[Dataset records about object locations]

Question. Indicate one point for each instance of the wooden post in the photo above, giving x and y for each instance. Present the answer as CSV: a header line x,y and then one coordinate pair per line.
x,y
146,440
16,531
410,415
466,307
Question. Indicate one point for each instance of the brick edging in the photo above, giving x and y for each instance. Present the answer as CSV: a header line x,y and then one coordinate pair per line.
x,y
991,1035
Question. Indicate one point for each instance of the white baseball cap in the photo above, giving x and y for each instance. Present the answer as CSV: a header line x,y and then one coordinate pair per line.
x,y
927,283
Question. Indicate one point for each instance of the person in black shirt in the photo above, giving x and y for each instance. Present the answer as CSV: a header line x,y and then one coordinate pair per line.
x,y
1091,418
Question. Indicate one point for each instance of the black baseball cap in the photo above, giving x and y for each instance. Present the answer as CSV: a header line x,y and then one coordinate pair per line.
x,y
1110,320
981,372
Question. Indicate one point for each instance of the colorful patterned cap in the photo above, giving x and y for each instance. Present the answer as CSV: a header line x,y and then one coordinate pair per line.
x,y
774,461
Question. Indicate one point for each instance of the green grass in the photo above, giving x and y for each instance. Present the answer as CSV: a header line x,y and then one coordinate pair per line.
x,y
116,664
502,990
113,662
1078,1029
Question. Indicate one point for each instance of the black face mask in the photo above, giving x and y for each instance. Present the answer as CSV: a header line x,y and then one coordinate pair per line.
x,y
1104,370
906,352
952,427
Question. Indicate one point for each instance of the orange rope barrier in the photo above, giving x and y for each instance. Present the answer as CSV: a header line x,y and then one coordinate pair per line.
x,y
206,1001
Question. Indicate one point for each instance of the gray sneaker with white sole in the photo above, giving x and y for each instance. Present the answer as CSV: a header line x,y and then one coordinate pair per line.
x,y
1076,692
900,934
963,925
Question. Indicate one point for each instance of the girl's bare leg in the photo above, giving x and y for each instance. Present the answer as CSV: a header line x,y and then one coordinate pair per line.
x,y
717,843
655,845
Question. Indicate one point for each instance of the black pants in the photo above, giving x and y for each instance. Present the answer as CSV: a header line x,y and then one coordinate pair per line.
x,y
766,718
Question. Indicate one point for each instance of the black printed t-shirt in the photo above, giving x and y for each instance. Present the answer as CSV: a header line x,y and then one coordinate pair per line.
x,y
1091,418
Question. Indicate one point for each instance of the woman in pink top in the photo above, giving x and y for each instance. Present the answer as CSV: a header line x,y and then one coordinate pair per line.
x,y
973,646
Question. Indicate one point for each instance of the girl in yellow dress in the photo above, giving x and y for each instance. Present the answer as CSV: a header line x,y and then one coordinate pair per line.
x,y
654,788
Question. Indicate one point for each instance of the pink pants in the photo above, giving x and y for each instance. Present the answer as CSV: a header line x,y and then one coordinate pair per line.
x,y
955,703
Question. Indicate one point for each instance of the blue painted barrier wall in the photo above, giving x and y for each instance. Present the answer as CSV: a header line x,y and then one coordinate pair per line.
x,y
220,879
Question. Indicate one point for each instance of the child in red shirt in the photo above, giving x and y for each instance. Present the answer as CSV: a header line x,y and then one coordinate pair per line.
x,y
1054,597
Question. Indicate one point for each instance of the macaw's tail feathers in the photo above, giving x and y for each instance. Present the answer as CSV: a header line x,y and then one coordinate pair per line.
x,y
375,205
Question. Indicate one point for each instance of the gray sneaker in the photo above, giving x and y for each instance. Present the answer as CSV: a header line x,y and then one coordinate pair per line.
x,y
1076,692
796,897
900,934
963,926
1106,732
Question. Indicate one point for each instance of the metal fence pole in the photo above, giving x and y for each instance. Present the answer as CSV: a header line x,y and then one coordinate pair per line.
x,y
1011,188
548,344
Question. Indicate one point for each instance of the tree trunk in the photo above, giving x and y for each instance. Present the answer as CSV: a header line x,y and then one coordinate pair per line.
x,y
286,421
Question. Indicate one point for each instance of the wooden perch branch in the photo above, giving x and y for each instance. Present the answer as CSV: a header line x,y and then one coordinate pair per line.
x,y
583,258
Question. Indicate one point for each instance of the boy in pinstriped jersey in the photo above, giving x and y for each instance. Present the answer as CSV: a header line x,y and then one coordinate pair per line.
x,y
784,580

WRITTEN TASK: Your task is to quote all of the data word for word.

CORRECT OUTPUT:
Question. Indicate one point for each instance of the wooden post in the photo above, giving x and y for each instance. Present the answer as CSV: a header line x,y and then one coordinate pair per line.
x,y
146,440
16,531
410,415
466,307
Question. Indicate one point for each instance of the brick edging in the photo above, giving x and y for each instance. Present the answer as CSV: a header line x,y and then one coordinate pair per line.
x,y
991,1035
Question. Indicate one point for each instance of the white baseball cap in the photo above, giving x and y for each instance. Present the answer as CSV: a header line x,y and then one coordinate pair per line.
x,y
927,283
Question. Indicate one point for each instance of the person in black shirt in the photo above, giving x and y for each instance. Present the answer as CSV: a header line x,y and then one coordinate pair per line.
x,y
1091,418
Question. Indicate one point for each instance of the black baseball cap in the photo above, giving x and y for each instance. Present the answer as CSV: a header line x,y and then one coordinate pair per line.
x,y
1110,320
981,372
Question. Indicate one point for each instance of the colorful patterned cap in the photo above, giving x and y for each instance. Present the answer as CSV: a header line x,y and then one coordinate pair per line.
x,y
774,461
Question. Indicate one point for each instance of the green grass in the photo above, giving x and y for each instance. Present the answer as CSV: a header line x,y and then one coordinate pair per line.
x,y
116,664
502,990
113,662
1078,1029
Question. Indicate one point for each instance of the black face mask in the photo above, giving x and y for each instance. Present the answer as CSV: a header line x,y and then one coordinate pair per line.
x,y
1104,370
906,352
952,427
Question. Indicate one point for each instance of the orange rope barrier in the photo above, giving x and y for each instance. Present the answer as CSV: a header line x,y and then one coordinate pair per line.
x,y
206,1001
Question. Indicate one point for each instance of the gray sneaker with white sole in the photo above, giving x and y for each instance. Present the answer as CSV: a header line x,y and then one coordinate pair per line.
x,y
1076,692
900,934
963,925
Question. Indicate one point for each instance of the girl's bare leg in the photo above, giving x and y for each instance. Present the answer as CSV: a header line x,y and then one coordinate pair per line.
x,y
717,843
655,845
Question. Indicate one point for each instance of the black pants in the photo above, giving x and y for each instance. Present the answer as CSV: a header line x,y and then one coordinate pair per line.
x,y
766,718
Question. Indicate one point for each instance of the black printed t-shirt in the photo above, giving x and y for each instance. Present the answer as CSV: a header line x,y and then one coordinate pair per line.
x,y
1091,418
Question. Indicate one point for each instance of the woman in pink top in the photo above, giving x and y for each instance. Present the answer as CSV: a header line x,y and then one coordinate pair per line.
x,y
973,646
Question. Indicate one point for each instance of the girl in yellow dress in the photo above, giving x and y for each instance. Present the answer as CSV: a header line x,y and then one coordinate pair per line.
x,y
654,788
Question. Indicate one point for each instance of the pink pants in the photo above, giving x and y for each instance. Present the answer as CSV: a header line x,y and then one coordinate pair per line.
x,y
955,703
Question. Indicate one point for each instance of the blue painted barrier wall in the photo above, giving x and y for each instance. Present the answer as CSV: a header line x,y and then one coordinate pair per line.
x,y
220,879
Question. Indicate one point for each instance of the child in red shirt in the photo above, giving x and y for each instance. Present the answer as CSV: a header line x,y and then one coordinate pair per line.
x,y
1054,597
Question. Indicate one point for each instance of the macaw's tail feathers in the photo above, giving x and y for each instance. Present the answer as CSV: a header line x,y and then one coordinate pair per line.
x,y
375,205
Question. Indicate one point for each instance of the gray sneaker in the photo above, giving x and y for each instance. Present the answer as CSV: a header line x,y and then one coordinate pair per line.
x,y
1076,692
796,897
900,934
963,926
1106,732
Question. Indicate one point for each instance of the metal fence pole in the photo above, giving x and y for each instance. Present the answer as CSV: a header line x,y and then one coordinate pair per line.
x,y
1011,188
548,344
Question. Indicate one point for each instance of the tree trunk in the photo above, giving x and y for each instance. Present the answer as CSV: a header line x,y and then one coordinate pair per line.
x,y
286,421
Question. Indicate one point for each instance of the wooden perch branch in the photo above, giving x and y for each instance. Present the answer as CSV: a header line x,y and then one coordinate pair per line.
x,y
583,258
Question. Indicate one point for each instance of the boy in pinstriped jersey in the photo above, giving x and y for each instance. Present the answer as CSV: a header line x,y and then one coordinate pair per line.
x,y
784,580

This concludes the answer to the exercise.